Object location annotation entries
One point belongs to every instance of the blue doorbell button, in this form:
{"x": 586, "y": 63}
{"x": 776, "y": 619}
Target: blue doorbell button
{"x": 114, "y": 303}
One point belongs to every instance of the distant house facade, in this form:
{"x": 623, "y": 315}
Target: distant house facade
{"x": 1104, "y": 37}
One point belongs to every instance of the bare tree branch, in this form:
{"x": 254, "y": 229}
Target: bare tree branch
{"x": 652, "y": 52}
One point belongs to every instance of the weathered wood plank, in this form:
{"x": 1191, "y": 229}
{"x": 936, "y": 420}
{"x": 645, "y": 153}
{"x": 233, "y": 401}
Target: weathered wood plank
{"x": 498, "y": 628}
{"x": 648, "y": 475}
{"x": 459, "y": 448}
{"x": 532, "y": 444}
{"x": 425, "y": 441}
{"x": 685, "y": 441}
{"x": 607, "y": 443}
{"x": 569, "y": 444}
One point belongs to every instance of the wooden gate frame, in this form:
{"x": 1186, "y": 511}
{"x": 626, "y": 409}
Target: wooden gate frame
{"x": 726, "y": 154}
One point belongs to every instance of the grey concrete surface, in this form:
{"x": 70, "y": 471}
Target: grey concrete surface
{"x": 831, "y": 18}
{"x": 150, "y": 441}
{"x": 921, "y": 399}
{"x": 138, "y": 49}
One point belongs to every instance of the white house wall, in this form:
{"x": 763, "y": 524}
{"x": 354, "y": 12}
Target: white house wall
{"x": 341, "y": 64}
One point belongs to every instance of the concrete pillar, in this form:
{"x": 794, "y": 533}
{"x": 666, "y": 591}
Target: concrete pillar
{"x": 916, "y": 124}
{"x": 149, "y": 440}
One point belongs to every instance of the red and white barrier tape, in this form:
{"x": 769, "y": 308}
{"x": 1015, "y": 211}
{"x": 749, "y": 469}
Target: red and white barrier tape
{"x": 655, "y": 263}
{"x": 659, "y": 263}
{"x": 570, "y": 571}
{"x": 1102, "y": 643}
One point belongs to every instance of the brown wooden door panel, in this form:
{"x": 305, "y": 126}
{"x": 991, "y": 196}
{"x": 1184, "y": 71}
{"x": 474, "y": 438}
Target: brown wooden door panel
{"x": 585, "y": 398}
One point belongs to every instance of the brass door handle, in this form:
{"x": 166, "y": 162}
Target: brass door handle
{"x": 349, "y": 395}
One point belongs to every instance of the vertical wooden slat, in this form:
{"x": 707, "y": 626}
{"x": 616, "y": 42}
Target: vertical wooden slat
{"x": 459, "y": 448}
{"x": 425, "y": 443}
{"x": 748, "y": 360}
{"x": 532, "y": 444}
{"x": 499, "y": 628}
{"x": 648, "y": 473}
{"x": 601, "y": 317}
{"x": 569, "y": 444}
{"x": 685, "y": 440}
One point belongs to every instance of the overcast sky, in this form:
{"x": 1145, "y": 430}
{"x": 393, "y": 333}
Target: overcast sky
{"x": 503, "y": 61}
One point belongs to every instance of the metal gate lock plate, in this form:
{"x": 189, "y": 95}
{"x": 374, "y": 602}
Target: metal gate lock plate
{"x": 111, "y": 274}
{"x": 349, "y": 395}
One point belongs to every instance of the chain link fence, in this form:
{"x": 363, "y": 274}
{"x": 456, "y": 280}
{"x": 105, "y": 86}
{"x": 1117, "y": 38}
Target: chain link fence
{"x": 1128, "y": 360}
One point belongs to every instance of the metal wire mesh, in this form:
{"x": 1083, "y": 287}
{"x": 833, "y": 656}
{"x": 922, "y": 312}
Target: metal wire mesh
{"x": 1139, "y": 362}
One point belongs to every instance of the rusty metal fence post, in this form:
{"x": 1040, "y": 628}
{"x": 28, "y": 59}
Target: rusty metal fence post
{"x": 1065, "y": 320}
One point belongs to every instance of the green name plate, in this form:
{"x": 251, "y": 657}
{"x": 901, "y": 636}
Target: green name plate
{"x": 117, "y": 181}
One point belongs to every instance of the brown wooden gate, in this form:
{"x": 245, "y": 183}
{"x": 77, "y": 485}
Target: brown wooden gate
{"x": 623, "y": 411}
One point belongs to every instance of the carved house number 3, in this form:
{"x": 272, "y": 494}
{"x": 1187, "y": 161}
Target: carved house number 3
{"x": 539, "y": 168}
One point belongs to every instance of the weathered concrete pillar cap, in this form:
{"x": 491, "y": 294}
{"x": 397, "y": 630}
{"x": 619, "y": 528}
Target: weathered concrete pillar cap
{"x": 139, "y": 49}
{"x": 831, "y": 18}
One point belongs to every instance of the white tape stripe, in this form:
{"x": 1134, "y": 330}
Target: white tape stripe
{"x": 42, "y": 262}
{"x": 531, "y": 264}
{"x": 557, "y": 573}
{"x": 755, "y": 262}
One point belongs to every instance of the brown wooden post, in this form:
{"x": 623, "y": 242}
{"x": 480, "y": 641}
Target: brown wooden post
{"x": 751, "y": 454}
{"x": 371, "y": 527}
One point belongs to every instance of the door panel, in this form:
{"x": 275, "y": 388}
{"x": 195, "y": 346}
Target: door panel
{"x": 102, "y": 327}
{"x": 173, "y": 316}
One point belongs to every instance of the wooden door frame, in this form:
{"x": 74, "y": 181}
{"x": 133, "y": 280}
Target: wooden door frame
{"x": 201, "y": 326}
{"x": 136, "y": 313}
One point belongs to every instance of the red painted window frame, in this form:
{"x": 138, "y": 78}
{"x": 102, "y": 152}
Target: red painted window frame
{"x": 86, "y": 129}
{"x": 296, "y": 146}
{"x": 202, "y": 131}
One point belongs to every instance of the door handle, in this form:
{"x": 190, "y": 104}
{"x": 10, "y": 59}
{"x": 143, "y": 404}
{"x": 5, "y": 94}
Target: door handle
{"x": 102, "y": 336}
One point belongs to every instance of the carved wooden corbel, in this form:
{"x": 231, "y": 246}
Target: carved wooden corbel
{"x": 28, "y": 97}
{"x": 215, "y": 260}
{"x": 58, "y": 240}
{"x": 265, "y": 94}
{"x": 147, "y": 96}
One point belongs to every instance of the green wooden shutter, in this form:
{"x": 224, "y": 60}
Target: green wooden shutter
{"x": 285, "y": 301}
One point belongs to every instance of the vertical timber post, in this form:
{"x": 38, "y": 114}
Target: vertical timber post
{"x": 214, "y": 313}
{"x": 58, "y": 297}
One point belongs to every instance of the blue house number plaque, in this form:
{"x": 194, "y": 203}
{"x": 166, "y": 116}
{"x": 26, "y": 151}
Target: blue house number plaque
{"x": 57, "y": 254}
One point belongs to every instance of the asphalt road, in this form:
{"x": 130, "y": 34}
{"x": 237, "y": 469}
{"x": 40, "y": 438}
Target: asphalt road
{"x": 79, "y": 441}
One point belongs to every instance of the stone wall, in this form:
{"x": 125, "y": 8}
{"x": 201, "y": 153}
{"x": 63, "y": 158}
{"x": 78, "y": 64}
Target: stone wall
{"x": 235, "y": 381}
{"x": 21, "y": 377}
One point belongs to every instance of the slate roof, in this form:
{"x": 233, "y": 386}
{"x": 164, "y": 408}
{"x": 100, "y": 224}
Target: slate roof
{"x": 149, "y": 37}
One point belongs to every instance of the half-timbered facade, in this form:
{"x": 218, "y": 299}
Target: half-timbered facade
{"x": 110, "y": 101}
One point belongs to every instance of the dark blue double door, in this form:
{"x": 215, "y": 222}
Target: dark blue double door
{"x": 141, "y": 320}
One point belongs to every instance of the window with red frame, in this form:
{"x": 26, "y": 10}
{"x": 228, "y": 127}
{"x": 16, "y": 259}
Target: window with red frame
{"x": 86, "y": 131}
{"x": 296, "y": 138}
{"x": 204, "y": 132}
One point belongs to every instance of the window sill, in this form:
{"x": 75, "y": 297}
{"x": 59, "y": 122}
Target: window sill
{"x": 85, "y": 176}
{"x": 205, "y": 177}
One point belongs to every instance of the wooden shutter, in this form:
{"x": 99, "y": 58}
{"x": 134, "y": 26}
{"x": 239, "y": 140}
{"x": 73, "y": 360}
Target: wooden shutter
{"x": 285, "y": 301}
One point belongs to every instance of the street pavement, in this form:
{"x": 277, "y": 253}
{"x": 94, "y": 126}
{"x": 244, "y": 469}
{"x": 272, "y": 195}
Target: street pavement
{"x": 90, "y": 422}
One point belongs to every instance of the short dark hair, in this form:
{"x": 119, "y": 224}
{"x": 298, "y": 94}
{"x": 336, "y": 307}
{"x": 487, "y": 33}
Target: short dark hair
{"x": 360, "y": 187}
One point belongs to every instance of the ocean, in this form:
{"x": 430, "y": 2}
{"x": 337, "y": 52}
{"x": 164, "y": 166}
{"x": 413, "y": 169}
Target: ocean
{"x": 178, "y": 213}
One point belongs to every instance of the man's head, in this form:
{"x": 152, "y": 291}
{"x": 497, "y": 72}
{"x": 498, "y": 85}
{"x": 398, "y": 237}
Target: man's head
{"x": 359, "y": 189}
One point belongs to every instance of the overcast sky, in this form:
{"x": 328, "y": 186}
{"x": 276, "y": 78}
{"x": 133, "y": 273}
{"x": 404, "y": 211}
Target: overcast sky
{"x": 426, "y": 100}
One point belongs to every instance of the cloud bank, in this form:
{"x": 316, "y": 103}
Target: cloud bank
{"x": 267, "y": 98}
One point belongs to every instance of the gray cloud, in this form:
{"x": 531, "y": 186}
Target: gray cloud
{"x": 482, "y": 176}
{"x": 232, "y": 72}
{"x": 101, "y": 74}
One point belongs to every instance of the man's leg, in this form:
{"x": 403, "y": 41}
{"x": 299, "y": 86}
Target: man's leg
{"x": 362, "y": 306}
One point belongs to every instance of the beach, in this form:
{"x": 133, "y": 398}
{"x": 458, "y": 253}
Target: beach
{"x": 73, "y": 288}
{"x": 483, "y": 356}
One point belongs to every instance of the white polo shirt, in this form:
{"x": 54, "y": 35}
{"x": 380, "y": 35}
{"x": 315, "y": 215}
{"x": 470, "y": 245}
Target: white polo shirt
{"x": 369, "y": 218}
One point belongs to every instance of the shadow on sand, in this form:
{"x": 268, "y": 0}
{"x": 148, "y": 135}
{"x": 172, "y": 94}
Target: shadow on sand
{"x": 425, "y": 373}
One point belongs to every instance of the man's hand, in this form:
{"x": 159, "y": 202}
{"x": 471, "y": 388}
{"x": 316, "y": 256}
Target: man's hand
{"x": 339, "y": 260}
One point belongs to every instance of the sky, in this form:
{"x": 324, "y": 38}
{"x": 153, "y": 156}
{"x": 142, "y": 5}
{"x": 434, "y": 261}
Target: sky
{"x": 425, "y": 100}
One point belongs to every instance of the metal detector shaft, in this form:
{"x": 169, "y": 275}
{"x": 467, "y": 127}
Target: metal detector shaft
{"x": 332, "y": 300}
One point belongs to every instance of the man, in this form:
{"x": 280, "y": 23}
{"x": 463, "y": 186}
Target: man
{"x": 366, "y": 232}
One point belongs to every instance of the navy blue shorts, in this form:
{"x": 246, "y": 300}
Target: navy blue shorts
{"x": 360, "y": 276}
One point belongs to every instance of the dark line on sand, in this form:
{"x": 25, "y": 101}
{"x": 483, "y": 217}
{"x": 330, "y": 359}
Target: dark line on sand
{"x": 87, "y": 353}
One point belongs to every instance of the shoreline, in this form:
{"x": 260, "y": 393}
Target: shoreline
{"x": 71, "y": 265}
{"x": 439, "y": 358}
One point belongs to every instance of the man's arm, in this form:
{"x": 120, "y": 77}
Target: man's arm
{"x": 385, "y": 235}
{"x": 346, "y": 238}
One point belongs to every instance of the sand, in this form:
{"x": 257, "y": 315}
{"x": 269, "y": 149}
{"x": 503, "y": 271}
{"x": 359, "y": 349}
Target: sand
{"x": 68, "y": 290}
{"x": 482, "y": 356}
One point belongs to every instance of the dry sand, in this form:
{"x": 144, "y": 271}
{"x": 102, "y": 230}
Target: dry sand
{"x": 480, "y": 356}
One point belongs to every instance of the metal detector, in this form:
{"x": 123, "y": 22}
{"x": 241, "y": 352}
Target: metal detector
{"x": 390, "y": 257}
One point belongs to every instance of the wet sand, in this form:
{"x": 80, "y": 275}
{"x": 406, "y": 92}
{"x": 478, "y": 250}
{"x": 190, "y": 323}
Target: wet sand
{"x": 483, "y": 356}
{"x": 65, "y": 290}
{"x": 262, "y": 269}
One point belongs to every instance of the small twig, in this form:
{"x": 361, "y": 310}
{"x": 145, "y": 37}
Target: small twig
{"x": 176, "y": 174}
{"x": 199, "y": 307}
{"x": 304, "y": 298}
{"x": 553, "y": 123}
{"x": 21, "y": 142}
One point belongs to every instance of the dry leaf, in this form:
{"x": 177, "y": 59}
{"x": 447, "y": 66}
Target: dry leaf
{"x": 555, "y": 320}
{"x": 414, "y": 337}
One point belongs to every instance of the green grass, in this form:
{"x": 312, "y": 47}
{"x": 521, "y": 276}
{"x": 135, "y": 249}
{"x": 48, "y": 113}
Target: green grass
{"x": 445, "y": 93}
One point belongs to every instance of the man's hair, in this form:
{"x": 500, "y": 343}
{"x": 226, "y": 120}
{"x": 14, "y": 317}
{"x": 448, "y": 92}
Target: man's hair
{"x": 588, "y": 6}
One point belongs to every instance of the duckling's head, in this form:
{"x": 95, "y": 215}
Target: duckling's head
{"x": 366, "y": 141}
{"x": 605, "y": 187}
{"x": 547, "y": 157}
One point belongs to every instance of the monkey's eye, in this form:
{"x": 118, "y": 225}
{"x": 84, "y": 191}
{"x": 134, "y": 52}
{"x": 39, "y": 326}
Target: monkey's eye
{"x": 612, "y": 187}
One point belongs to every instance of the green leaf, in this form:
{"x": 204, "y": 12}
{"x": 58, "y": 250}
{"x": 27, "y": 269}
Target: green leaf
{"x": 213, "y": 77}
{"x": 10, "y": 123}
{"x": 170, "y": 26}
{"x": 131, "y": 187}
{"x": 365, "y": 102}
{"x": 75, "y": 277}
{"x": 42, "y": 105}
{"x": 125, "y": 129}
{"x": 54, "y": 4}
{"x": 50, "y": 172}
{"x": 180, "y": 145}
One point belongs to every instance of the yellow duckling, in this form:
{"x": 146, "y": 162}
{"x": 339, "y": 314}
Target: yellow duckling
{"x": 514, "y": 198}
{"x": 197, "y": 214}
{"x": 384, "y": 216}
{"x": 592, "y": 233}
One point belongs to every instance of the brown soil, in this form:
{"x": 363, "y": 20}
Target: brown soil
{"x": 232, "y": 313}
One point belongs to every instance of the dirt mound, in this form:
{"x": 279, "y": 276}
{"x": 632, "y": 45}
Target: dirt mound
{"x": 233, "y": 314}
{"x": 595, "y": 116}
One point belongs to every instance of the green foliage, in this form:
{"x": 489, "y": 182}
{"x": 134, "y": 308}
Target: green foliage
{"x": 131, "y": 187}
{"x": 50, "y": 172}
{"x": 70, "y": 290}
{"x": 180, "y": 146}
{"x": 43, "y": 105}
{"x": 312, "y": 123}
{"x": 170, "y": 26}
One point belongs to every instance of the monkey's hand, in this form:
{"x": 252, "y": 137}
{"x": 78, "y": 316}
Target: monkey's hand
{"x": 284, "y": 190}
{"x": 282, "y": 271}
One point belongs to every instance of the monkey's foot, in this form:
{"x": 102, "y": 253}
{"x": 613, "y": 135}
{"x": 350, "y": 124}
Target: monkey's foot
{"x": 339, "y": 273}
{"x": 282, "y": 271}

Directions for this task | Copy out the lines from the one containing "One point belongs to every instance of the monkey's foot, in" through the end of the entries, swapping "monkey's foot" for "monkey's paw" and leaving everything else unchanged.

Solved problem |
One point belongs to every instance of the monkey's paw, in this form:
{"x": 102, "y": 253}
{"x": 613, "y": 135}
{"x": 350, "y": 124}
Target: monkey's paw
{"x": 339, "y": 273}
{"x": 282, "y": 271}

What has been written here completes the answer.